SUPPLIED MATERIAL.
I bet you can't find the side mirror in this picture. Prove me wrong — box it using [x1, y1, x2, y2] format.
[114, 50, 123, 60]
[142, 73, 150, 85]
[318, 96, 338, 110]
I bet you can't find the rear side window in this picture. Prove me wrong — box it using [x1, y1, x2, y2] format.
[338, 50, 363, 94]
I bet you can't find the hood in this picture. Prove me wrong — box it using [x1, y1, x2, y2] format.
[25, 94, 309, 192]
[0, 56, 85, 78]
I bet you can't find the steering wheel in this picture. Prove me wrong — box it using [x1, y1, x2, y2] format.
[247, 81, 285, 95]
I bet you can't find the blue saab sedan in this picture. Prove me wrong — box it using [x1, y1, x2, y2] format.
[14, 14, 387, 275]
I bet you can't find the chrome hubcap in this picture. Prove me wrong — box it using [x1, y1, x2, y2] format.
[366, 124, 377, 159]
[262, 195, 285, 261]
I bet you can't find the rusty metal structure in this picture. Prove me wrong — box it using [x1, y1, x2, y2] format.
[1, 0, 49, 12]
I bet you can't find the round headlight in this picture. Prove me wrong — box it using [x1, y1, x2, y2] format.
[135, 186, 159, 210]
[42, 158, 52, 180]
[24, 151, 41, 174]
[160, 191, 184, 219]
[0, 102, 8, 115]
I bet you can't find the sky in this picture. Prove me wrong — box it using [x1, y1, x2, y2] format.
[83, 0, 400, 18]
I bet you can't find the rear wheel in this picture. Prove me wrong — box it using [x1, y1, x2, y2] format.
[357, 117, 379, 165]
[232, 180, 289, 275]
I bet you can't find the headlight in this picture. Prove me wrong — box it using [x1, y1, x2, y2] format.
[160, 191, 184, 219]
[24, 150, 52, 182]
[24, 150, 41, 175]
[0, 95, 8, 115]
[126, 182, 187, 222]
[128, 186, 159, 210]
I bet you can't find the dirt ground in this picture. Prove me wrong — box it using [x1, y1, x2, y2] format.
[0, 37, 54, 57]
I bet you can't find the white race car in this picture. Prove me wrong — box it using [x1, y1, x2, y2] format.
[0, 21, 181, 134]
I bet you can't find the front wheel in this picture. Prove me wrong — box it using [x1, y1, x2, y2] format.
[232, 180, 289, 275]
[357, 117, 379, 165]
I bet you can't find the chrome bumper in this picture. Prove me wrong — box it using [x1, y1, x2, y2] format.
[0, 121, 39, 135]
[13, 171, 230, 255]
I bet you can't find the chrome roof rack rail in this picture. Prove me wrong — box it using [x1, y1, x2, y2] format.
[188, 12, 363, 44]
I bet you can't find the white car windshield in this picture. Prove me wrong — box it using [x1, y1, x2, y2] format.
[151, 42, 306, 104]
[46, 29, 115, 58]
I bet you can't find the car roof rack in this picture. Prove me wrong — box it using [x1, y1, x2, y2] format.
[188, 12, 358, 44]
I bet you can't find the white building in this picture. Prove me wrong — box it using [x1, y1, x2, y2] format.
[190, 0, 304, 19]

WORK REQUIRED.
Convert the data from the line with "I bet you can't find the rusty" up to and including the line with "[188, 12, 358, 44]" into a two-column CSV with the headers text and answer. Write one row per text and its answer, and put each value in a single quoted field with line breaks replaced by spaces.

THE SOLUTION.
text,answer
"I bet you can't find the rusty metal structure in this picture. Prove me wrong — box it using [x1, y1, x2, y2] format.","[1, 0, 49, 12]"
"I bet you can't find the round headlight in this picture. Prove me wrong — box it using [x1, y1, x2, y2] format.","[135, 186, 159, 210] [42, 158, 52, 180] [24, 151, 41, 174] [160, 191, 184, 219] [0, 102, 8, 115]"
"I bet you can't find the sky in this picture. Prove me wrong — box it using [x1, y1, x2, y2] format.","[83, 0, 400, 18]"
"I bet you can't find the rear wheel in this picture. Prove me wrong — box it using [x1, y1, x2, y2] format.","[357, 117, 379, 165] [232, 180, 289, 275]"
"I bet you can't find the headlight in this picture. Prove me wrong — box it using [x1, y1, x2, y2] format.","[160, 191, 184, 219] [24, 150, 52, 182] [24, 150, 41, 175] [0, 95, 8, 115] [126, 182, 187, 222] [128, 186, 159, 210]"
"I bet you can't find the dirt ground in this picture. Prove me wrong — box it using [x1, y1, x2, y2] format.","[0, 37, 54, 57]"
"I bet you can't find the white race car in this picture. Prove me wrong — box it using [x1, y1, x2, y2] format.","[0, 21, 181, 134]"
"I bet you can't find the front wheel in this picture. Prove me wrong — box it using [x1, y1, x2, y2] format.","[232, 180, 289, 275] [357, 117, 379, 165]"
"I bet you can't find the chrome bumper in this picture. Prove me wrong — box it using [x1, y1, x2, y2] format.","[0, 121, 39, 135] [13, 171, 230, 255]"
"I bet you can't find the chrome roof rack rail in this picture. Prove me wrong — box it using [x1, y1, x2, y2] format.","[188, 12, 363, 44]"
"I bet you can't find the white car windshield in this picture. Prove me wrong — box it using [x1, y1, x2, y2] format.","[151, 42, 306, 104] [46, 29, 115, 58]"
"I bet you can't find the car roof rack in this picture. Prove me wrong — box it using [x1, y1, x2, y2] format.","[188, 12, 358, 44]"